The exercise asks for every line of the data to be reproduced exactly.
□ □ □ □ □
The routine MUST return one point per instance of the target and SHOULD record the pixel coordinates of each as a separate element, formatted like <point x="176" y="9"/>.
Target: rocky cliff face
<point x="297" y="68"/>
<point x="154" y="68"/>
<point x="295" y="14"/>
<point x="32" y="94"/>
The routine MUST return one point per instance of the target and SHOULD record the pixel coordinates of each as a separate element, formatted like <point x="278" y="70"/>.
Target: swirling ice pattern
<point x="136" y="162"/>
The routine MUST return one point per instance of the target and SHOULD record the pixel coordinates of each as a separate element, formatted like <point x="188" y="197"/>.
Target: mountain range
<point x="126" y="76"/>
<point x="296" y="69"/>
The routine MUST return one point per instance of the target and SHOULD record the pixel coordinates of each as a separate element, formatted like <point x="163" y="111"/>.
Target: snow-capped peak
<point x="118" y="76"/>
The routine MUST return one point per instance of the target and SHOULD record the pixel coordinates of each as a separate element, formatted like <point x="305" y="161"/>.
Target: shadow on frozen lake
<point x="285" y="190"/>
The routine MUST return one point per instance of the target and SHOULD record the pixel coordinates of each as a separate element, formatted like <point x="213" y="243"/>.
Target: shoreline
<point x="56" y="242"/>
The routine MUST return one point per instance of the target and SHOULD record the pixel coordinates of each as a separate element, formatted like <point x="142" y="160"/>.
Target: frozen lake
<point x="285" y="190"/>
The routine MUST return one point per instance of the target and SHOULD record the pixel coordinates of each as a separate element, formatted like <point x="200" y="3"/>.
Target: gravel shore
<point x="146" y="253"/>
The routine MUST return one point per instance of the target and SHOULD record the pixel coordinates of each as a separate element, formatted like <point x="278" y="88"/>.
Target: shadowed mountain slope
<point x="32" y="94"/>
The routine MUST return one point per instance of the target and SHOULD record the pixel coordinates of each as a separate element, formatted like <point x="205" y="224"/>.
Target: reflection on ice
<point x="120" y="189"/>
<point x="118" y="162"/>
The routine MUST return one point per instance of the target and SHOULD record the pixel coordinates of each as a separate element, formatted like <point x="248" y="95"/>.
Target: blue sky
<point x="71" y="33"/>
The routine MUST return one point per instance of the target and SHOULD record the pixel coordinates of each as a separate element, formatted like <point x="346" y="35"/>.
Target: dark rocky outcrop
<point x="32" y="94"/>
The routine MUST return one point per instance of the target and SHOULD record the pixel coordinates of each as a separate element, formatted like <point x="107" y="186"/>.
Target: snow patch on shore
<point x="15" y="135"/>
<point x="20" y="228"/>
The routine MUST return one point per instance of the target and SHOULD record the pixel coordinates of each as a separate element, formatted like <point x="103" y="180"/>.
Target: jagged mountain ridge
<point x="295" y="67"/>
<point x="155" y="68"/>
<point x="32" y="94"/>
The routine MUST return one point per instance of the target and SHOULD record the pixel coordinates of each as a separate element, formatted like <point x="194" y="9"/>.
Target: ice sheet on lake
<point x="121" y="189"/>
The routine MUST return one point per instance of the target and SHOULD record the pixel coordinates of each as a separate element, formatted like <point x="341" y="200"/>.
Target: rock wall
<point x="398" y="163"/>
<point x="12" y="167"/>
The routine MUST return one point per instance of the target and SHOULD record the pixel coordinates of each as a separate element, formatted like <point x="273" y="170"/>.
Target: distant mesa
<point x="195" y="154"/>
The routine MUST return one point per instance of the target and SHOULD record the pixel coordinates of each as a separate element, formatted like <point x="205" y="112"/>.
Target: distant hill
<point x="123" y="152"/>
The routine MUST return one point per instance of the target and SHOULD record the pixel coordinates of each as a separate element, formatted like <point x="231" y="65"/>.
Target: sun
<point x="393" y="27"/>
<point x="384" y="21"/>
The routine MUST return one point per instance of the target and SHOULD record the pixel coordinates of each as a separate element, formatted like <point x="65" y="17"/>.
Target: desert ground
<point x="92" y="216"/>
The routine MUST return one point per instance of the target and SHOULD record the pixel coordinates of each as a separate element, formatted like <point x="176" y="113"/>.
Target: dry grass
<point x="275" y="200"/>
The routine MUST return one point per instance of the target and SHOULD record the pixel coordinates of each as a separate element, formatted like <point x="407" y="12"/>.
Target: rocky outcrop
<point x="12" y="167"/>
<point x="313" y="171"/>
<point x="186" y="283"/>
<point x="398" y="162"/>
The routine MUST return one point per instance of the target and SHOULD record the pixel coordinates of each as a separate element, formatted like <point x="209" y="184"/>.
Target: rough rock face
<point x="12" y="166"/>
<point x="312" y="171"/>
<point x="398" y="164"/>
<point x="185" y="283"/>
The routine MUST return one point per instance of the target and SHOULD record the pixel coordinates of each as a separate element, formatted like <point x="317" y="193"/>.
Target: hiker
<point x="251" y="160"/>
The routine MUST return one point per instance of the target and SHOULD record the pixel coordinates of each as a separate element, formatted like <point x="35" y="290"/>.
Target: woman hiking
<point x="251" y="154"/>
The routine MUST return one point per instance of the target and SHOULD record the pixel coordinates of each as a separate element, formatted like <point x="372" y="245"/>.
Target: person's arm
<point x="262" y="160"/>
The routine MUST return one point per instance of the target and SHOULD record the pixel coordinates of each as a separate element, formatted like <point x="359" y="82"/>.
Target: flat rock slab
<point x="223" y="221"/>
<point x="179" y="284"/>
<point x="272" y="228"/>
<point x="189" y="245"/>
□ □ □ □ □
### Exercise answer
The routine MUST return one point per instance of the target and SHOULD record the pixel coordinates of each as a separate element, formatted like <point x="176" y="9"/>.
Target: rocky cliff face
<point x="297" y="68"/>
<point x="154" y="68"/>
<point x="295" y="14"/>
<point x="32" y="94"/>
The routine MUST return one point per instance of the target and SHOULD record the pixel coordinates of each as a separate element, formatted like <point x="278" y="70"/>.
Target: swirling ice pattern
<point x="136" y="162"/>
The routine MUST return one point per instance of the target and SHOULD record the pixel coordinates of each as a separate element, formatted like <point x="188" y="197"/>.
Target: mountain range
<point x="126" y="76"/>
<point x="296" y="69"/>
The routine MUST return one point per instance of the target and SHOULD record the pixel coordinates of each as a separate element, formatted like <point x="163" y="111"/>.
Target: snow-capped peak
<point x="118" y="76"/>
The routine MUST return one point per instance of the target and SHOULD record the pixel coordinates of each as a separate element, formatted like <point x="305" y="161"/>.
Target: shadow on frozen lake
<point x="285" y="190"/>
The routine MUST return one point per instance of the target and SHOULD record the pixel coordinates of each as a separate element, formatted like <point x="213" y="243"/>.
Target: shoreline
<point x="56" y="242"/>
The routine MUST return one point per instance of the target and SHOULD record the pixel coordinates of each as a separate element, formatted like <point x="142" y="160"/>.
Target: frozen lake
<point x="285" y="190"/>
The routine MUST return one point per instance of the target and SHOULD record the pixel coordinates of each as a separate element, formatted like <point x="200" y="3"/>.
Target: gravel shore
<point x="146" y="253"/>
The routine MUST return one point per instance of the target and SHOULD record the pixel coordinates of each as a separate element, formatted like <point x="278" y="88"/>.
Target: shadowed mountain slope
<point x="32" y="94"/>
The routine MUST return one point per instance of the target and SHOULD record the pixel coordinates of each as a separate element, formatted like <point x="205" y="224"/>.
Target: reflection on ice
<point x="120" y="189"/>
<point x="118" y="162"/>
The routine MUST return one point per instance of the target and SHOULD record the pixel coordinates of each as a separate element, formatted like <point x="248" y="95"/>.
Target: blue sky
<point x="71" y="33"/>
The routine MUST return one point per instance of the target and SHOULD record the pixel coordinates of each as a separate element, formatted like <point x="346" y="35"/>.
Target: dark rocky outcrop
<point x="32" y="94"/>
The routine MUST return one point per instance of the target and SHOULD record the pixel coordinates of each as a separate element, formatted like <point x="107" y="186"/>.
Target: snow patch on shore
<point x="15" y="135"/>
<point x="20" y="228"/>
The routine MUST return one point per instance of the target and SHOULD record the pixel coordinates of each as a separate element, formatted like <point x="103" y="180"/>.
Target: jagged mountain ridge
<point x="295" y="67"/>
<point x="155" y="68"/>
<point x="32" y="94"/>
The routine MUST return one point per instance of the target and SHOULD record the pixel coordinates of each as a separate element, formatted like <point x="194" y="9"/>.
Target: ice sheet on lake
<point x="121" y="189"/>
The routine MUST return one point per instance of the target and SHOULD record the pixel coordinates of each as a separate element, formatted like <point x="341" y="200"/>.
Target: rock wall
<point x="398" y="163"/>
<point x="12" y="167"/>
The routine MUST return one point per instance of the target and SHOULD record the pixel coordinates of each as a separate element, formatted like <point x="273" y="170"/>.
Target: distant mesa
<point x="195" y="154"/>
The routine MUST return one point per instance of the target and SHOULD record the pixel coordinates of each as a separate element, formatted like <point x="205" y="112"/>.
Target: distant hill
<point x="123" y="152"/>
The routine MUST return one point per instance of the target and SHOULD record the pixel coordinates of each as a separate element, formatted like <point x="231" y="65"/>.
Target: sun
<point x="393" y="27"/>
<point x="384" y="21"/>
The routine MUST return one point per instance of the target and SHOULD record the pixel coordinates of each as a separate element, formatted like <point x="65" y="17"/>.
Target: desert ground
<point x="92" y="216"/>
The routine MUST return one point per instance of the target and SHOULD record the pixel coordinates of each as a separate element, formatted like <point x="176" y="113"/>.
Target: dry grass
<point x="275" y="200"/>
The routine MUST return one point per instance of the target and SHOULD record the pixel coordinates of each as a separate element, formatted like <point x="407" y="12"/>.
Target: rocky outcrop
<point x="12" y="167"/>
<point x="313" y="171"/>
<point x="186" y="283"/>
<point x="398" y="162"/>
The routine MUST return one point per instance of the target and SHOULD record the pixel coordinates of each as a separate element, formatted like <point x="209" y="184"/>.
Target: rough rock face
<point x="12" y="166"/>
<point x="312" y="171"/>
<point x="398" y="164"/>
<point x="185" y="283"/>
The routine MUST return one point per instance of the target and SHOULD record the pixel coordinates of each as a separate element, formatted like <point x="317" y="193"/>.
Target: hiker
<point x="251" y="160"/>
The routine MUST return one point per instance of the target and SHOULD record the pixel coordinates of each as a separate element, formatted like <point x="35" y="290"/>.
Target: woman hiking
<point x="251" y="154"/>
The routine MUST return one point per instance of the target and SHOULD record the pixel coordinates of each as a separate element, formatted like <point x="372" y="245"/>.
Target: person's arm
<point x="262" y="160"/>
The routine MUST return one point per instance of the target and SHOULD record the pixel coordinates of each as a separate element, formatted like <point x="359" y="82"/>.
Target: flat rock slab
<point x="223" y="221"/>
<point x="179" y="284"/>
<point x="272" y="228"/>
<point x="189" y="245"/>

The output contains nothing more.